Directive:
In this exercise, print only the lines from the line with "Target: helmet chin strap" to the last line of the data below, inclusive. Any pictures should be left out.

## start

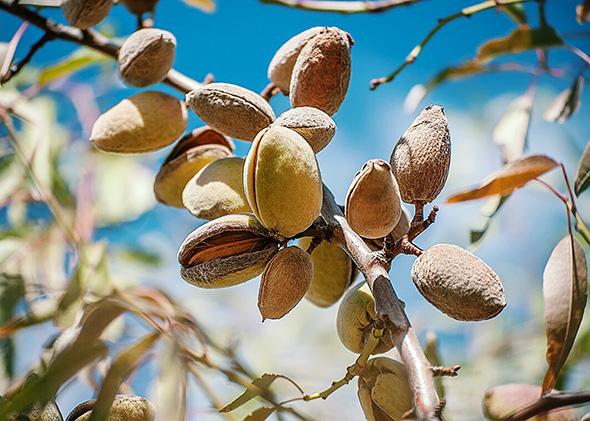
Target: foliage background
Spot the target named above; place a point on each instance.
(236, 43)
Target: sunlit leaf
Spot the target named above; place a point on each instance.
(565, 291)
(567, 103)
(260, 414)
(583, 11)
(124, 189)
(583, 175)
(171, 384)
(205, 5)
(521, 39)
(516, 12)
(78, 60)
(508, 178)
(125, 363)
(510, 134)
(259, 387)
(488, 211)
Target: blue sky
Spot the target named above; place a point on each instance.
(236, 44)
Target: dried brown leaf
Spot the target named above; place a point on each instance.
(583, 175)
(508, 178)
(521, 39)
(565, 290)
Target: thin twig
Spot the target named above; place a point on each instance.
(16, 68)
(389, 308)
(347, 7)
(548, 402)
(89, 38)
(466, 12)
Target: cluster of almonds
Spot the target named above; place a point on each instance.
(124, 408)
(256, 205)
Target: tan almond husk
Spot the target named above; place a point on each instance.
(355, 318)
(284, 282)
(373, 204)
(226, 251)
(422, 156)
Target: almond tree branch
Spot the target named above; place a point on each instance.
(90, 38)
(390, 309)
(466, 12)
(548, 402)
(347, 7)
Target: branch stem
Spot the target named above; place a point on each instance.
(466, 12)
(90, 38)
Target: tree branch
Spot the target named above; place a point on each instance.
(347, 7)
(90, 38)
(466, 12)
(16, 68)
(388, 306)
(548, 402)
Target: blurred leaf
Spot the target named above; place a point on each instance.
(124, 189)
(11, 292)
(521, 39)
(566, 103)
(259, 387)
(65, 365)
(433, 356)
(583, 176)
(510, 134)
(418, 92)
(43, 3)
(205, 5)
(508, 178)
(516, 12)
(76, 61)
(171, 385)
(565, 292)
(125, 363)
(488, 211)
(141, 255)
(260, 414)
(583, 12)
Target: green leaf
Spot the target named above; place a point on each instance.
(583, 176)
(204, 5)
(259, 387)
(521, 39)
(566, 103)
(510, 134)
(260, 414)
(565, 292)
(122, 367)
(78, 60)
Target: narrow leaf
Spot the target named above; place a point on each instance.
(521, 39)
(583, 12)
(508, 178)
(204, 5)
(121, 368)
(566, 103)
(583, 176)
(510, 134)
(259, 387)
(260, 414)
(488, 212)
(565, 291)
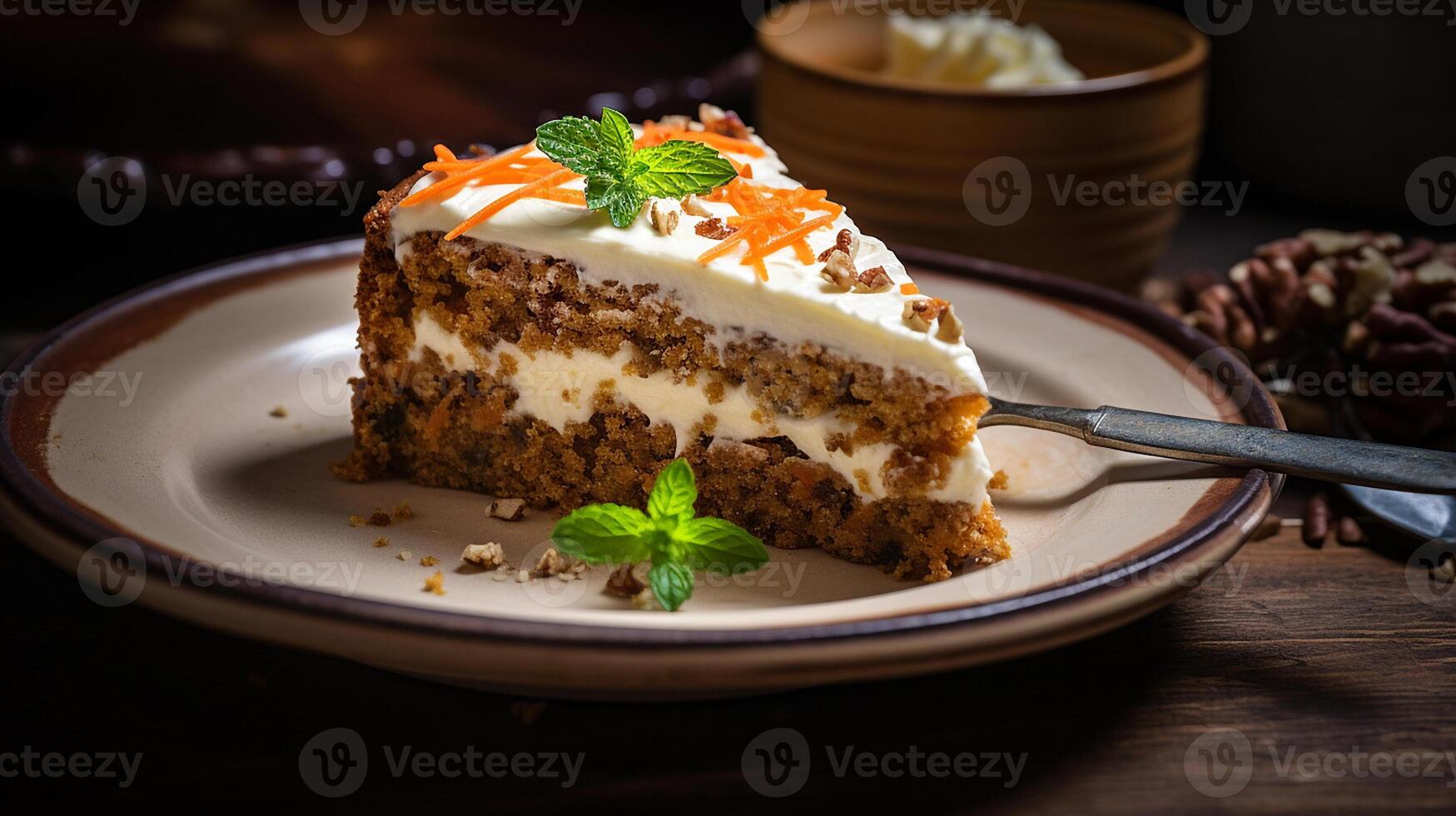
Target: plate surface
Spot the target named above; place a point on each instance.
(165, 477)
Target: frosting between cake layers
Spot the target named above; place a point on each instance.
(794, 305)
(558, 390)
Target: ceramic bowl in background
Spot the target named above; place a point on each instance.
(986, 172)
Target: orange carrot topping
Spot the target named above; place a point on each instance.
(542, 184)
(771, 219)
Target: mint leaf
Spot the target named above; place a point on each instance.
(674, 169)
(672, 583)
(604, 534)
(673, 495)
(721, 547)
(619, 177)
(616, 134)
(577, 145)
(620, 200)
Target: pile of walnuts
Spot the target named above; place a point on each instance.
(1354, 332)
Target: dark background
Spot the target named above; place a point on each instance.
(1325, 117)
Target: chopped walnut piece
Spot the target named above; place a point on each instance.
(839, 270)
(847, 242)
(661, 217)
(693, 206)
(624, 582)
(874, 279)
(552, 563)
(951, 326)
(488, 555)
(922, 312)
(713, 227)
(507, 509)
(724, 122)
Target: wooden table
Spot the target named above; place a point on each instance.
(1318, 658)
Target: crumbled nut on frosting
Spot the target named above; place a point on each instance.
(488, 555)
(874, 279)
(552, 563)
(661, 217)
(693, 206)
(624, 582)
(922, 312)
(847, 242)
(951, 326)
(507, 509)
(724, 122)
(713, 227)
(839, 270)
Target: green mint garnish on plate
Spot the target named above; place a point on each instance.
(619, 177)
(667, 535)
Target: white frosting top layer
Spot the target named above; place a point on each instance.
(974, 48)
(558, 390)
(794, 305)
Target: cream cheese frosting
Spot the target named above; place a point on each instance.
(558, 390)
(794, 306)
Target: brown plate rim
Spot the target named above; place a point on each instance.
(69, 519)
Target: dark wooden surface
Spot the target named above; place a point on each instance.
(1314, 654)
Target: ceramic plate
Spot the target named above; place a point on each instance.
(172, 448)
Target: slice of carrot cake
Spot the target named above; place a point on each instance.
(562, 320)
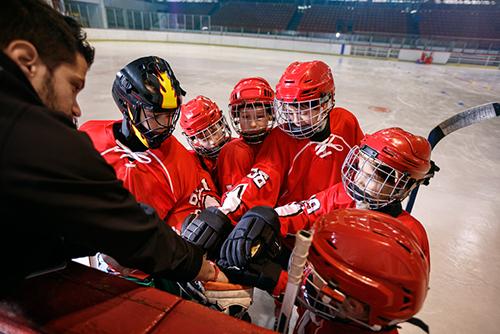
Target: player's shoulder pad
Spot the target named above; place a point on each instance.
(266, 213)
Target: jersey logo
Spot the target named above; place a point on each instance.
(259, 177)
(311, 205)
(233, 199)
(200, 196)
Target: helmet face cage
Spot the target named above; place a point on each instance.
(209, 141)
(305, 118)
(252, 120)
(326, 302)
(368, 180)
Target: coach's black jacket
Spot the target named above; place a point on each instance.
(59, 199)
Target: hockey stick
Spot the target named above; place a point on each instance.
(298, 258)
(461, 120)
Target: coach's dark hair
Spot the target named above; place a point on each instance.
(57, 38)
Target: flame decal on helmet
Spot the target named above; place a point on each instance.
(169, 96)
(137, 133)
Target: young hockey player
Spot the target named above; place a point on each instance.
(301, 157)
(313, 138)
(378, 175)
(365, 273)
(252, 116)
(152, 164)
(206, 130)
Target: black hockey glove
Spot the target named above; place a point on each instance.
(207, 230)
(264, 274)
(255, 237)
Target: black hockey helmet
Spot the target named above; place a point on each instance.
(149, 97)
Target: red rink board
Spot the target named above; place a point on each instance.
(84, 300)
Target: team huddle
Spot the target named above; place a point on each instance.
(299, 163)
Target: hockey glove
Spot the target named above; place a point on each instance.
(255, 237)
(264, 274)
(207, 230)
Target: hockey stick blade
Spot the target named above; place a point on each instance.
(459, 121)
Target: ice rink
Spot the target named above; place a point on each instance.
(460, 209)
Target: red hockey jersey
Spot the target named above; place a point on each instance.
(235, 160)
(167, 178)
(288, 169)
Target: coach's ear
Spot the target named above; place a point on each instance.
(26, 57)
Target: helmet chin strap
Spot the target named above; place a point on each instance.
(122, 132)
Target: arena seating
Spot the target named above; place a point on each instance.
(262, 16)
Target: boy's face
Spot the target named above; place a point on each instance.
(210, 137)
(254, 119)
(373, 179)
(305, 113)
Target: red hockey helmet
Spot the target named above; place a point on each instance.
(386, 167)
(149, 97)
(251, 109)
(204, 126)
(304, 98)
(364, 266)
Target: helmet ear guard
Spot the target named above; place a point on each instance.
(249, 97)
(149, 97)
(386, 167)
(341, 281)
(304, 98)
(204, 126)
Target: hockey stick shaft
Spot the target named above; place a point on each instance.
(297, 263)
(459, 121)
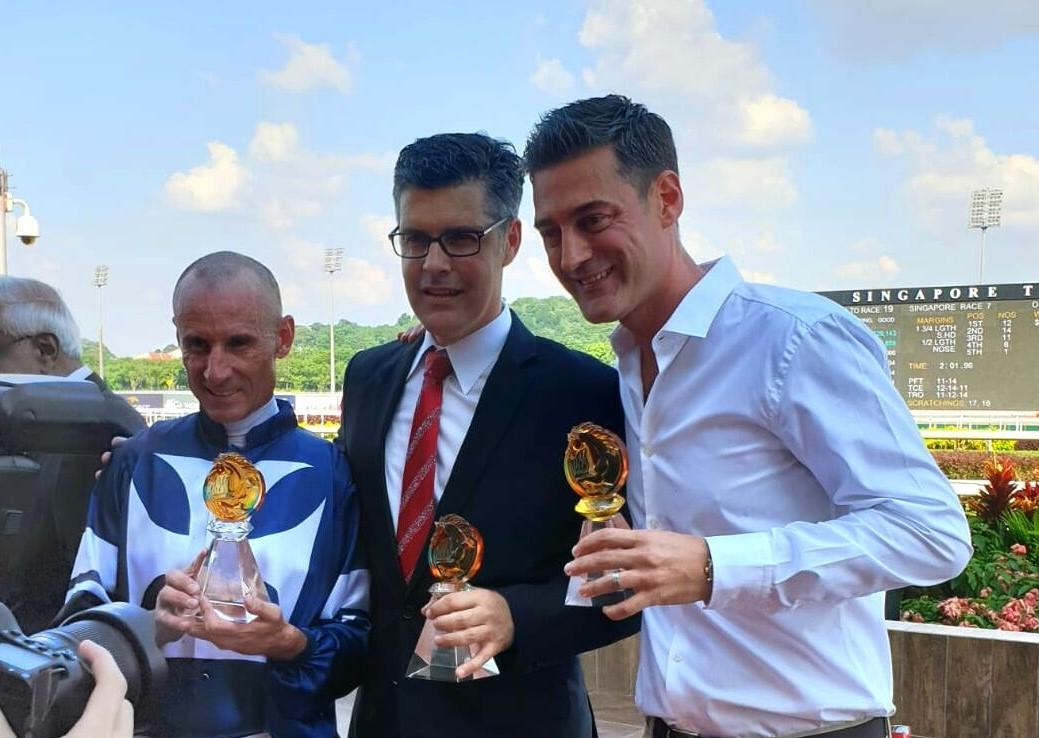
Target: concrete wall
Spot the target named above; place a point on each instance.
(949, 682)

## end

The result:
Target: helmet chin strap
Spot the target named above; place a point on each instance.
(122, 132)
Target: arena seating
Spot the target named above; place a point on each instance.
(262, 16)
Target: boy's face
Spot the target named above; place a point on each instance.
(210, 137)
(254, 119)
(373, 179)
(305, 113)
Target: red hockey helmet
Spot the target named above; place a point on each instance.
(386, 167)
(149, 97)
(251, 109)
(204, 126)
(304, 98)
(364, 266)
Target: helmet ear guard
Spot the target named above; place a point on each instance.
(249, 97)
(149, 97)
(386, 167)
(341, 281)
(304, 98)
(204, 126)
Target: hockey stick shaft
Spot the target named above; place a point on each instance.
(297, 263)
(459, 121)
Target: concrete wall
Spot the target named above; place a point on each instance.
(949, 682)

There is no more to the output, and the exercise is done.